GIVEN REQUEST
Write out again everything from the row containing "Could you please point to the distant" down to the last of the rows below, keeping every line, and shift each answer coordinate by adding 67 to both numbers.
┌──
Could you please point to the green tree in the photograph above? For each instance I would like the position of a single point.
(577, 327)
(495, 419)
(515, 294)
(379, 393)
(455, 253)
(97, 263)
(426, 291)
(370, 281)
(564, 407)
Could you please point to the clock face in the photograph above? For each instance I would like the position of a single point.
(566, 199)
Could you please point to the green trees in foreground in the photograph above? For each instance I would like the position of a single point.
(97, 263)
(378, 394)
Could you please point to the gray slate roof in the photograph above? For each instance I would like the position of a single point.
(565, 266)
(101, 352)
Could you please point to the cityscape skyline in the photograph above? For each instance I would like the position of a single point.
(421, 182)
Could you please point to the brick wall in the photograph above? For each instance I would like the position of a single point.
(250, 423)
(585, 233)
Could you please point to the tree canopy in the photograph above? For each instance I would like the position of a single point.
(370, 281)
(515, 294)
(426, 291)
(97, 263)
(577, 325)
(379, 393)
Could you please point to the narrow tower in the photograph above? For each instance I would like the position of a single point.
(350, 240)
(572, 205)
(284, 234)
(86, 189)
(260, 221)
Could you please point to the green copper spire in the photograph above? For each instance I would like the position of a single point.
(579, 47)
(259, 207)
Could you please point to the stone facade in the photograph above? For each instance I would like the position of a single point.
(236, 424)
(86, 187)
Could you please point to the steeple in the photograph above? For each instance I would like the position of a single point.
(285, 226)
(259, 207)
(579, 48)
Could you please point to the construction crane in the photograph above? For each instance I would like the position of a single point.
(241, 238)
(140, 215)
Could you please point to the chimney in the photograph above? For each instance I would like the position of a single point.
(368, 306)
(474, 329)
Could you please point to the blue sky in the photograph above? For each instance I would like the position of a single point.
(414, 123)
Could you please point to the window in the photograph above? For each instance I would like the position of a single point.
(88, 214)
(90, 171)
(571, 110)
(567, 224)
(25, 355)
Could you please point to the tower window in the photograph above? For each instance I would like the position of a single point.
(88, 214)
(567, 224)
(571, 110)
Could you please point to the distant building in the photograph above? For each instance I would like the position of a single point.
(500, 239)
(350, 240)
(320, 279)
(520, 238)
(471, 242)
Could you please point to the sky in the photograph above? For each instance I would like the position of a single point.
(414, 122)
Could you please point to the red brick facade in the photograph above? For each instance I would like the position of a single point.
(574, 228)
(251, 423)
└──
SOLUTION
Could you please point to the distant building in the photograph above? For each instance I would like the position of a single point.
(567, 306)
(417, 307)
(387, 346)
(587, 305)
(538, 309)
Could you please point to the sky in the photograph above? For each instance I would like the position of a single point.
(481, 189)
Could you please point to the red brick facade in the photograph above? For each instance I would like the position of a single point.
(641, 295)
(318, 490)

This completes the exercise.